What is being asked => Below are some records; each one is to be set down again exactly.

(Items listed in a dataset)
━━━━━━━━━━━━━━━━

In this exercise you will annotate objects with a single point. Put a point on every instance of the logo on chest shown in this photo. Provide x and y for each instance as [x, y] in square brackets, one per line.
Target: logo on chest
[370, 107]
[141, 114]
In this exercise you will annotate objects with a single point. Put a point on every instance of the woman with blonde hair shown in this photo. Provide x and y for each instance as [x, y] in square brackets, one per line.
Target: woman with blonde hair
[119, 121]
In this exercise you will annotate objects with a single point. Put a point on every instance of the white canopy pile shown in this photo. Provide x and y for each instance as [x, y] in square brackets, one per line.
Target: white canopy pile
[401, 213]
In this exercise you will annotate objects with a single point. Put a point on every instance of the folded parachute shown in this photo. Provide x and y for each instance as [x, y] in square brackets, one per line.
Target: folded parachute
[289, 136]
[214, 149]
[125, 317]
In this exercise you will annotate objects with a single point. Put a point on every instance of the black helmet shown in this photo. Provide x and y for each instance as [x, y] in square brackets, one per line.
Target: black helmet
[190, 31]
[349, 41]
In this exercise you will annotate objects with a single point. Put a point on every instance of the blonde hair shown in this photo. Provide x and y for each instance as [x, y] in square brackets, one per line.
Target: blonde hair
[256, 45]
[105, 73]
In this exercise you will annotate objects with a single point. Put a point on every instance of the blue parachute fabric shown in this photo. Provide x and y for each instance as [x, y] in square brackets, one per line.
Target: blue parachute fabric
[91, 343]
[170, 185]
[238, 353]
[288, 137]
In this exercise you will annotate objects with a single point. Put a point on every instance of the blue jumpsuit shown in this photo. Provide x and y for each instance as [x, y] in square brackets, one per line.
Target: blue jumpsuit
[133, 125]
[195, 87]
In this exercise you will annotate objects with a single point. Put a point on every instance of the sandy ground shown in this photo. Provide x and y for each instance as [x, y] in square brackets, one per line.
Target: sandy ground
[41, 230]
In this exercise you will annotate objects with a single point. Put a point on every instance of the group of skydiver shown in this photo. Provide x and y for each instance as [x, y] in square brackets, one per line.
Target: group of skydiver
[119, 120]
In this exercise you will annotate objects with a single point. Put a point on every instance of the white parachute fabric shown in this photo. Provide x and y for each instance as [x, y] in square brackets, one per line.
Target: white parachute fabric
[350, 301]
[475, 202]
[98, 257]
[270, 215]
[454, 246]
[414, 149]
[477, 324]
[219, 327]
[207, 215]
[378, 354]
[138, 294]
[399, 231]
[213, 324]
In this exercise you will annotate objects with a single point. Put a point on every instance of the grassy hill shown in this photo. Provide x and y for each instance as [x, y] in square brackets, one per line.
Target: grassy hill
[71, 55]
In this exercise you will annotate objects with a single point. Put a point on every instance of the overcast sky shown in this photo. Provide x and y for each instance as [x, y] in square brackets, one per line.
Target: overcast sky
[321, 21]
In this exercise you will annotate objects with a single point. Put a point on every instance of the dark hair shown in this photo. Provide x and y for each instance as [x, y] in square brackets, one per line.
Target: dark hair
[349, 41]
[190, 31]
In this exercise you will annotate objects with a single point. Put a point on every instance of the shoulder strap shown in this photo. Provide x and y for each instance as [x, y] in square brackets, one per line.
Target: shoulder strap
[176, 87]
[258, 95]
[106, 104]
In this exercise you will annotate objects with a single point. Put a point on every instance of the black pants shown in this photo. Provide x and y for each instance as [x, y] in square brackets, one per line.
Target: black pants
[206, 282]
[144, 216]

━━━━━━━━━━━━━━━━

Expected answer =>
In this exercise you will annotate objects with a single point. Put a point on every instance of the logo on chest shown in this photo. Provide x and y for each instance as [x, y] in square brackets, one per line.
Target: logo on chest
[370, 107]
[141, 114]
In this exercise you will annotate objects with a single point. Put a point on every instance of the woman with blonde hair shown in this photo. Provide x and y for each instance as [x, y] in square brackets, one per line.
Target: woman with blonde hair
[119, 121]
In this exercise you will annotate objects with a single point. Put a point on every instance of the white canopy pile shown in this photo. Provide x and y for each instance as [x, y] in square brackets, one per line.
Target: white canopy pile
[401, 213]
In this exercise you will annotate objects with a single point. Put a point on every instance of the folded parachute shown in this photo. Provide x and y for each instance as [x, y] in square brackets, one per line.
Target: folded parachute
[289, 136]
[214, 149]
[125, 317]
In this exercise you will annotate objects with a single point. Put a point on every instance of the black helmet shown in this photo. Provide x and y for each instance as [x, y] in square brackets, one per line.
Target: black helmet
[190, 31]
[349, 41]
In this exercise you will annotate objects with a single point. Put a point on every instance of the blonde hair shown in this photo. Provide x and y for each instance as [x, y] in square brackets, one per line.
Target: blonde hair
[256, 45]
[105, 73]
In this exercise you will annotate objects with a single point. Put a point on every instance of the blue parachute fabric shown in this photo. Provide x and y for each instance as [x, y] in square brackets, one per line.
Target: blue parachute fabric
[91, 343]
[170, 185]
[238, 353]
[288, 137]
In this exercise you will annotate objects with a single point. Put a point on every instance of the blue jumpsuit shown in this photo. Provide x and y for each instance as [x, y] in square brackets, one per line.
Target: blue jumpsuit
[133, 125]
[195, 87]
In this exercise you will annotate objects with a single point. Put a point on every instance of the sandy ground shown in this photo. Provide x and y for each instance as [x, y] in square brackets, one per line.
Target: sandy ground
[41, 230]
In this exercise you will annotate objects with a single point. Put a point on every instance of the group of skydiver shown in this photo. Provide x and y for each instance as [x, y] in square brackets, one per line.
Target: group of skydiver
[119, 120]
In this exercise you will annotate objects with a single point. Put a point on every instance of the white parachute fabric shown in this photo. Provide x and y for each instance as [x, y] in square brackets, one per line.
Target: white parachute fabric
[350, 301]
[475, 202]
[98, 257]
[270, 215]
[454, 246]
[414, 149]
[477, 324]
[219, 327]
[207, 215]
[378, 354]
[138, 294]
[399, 231]
[213, 324]
In this exercise you will annotate objects with a single point. Put a point on every instance of the grassy hill shown in this photo. Provide x and y for each instance as [x, y] in square brackets, one per line.
Target: grassy hill
[71, 55]
In this exercise you will annotate objects with a single point. Put a point on every instance of the overcast sky shown in this photo. Provide x and y for each instance as [x, y] in square brackets, one per line.
Target: overcast sky
[321, 21]
In this exercise you will annotate objects with a single point. Put a point on every instance of the dark hair shown in this photo. Provide x and y for each instance as [x, y] in square brackets, one per line.
Target: dark hair
[349, 41]
[190, 31]
In this exercise you will annotate objects with a single point. Put a point on every instance of the shoulder strap shown in this photo. Provide x and y for each instance as [x, y] in square brackets, one per line.
Target: shoulder strap
[176, 87]
[258, 95]
[106, 104]
In this exercise you will annotate objects with a single point. Put a point on every instance of the black pants shown in this photo. Provide x and y for each instance as [x, y] in square brackets, one per line.
Target: black pants
[206, 282]
[144, 216]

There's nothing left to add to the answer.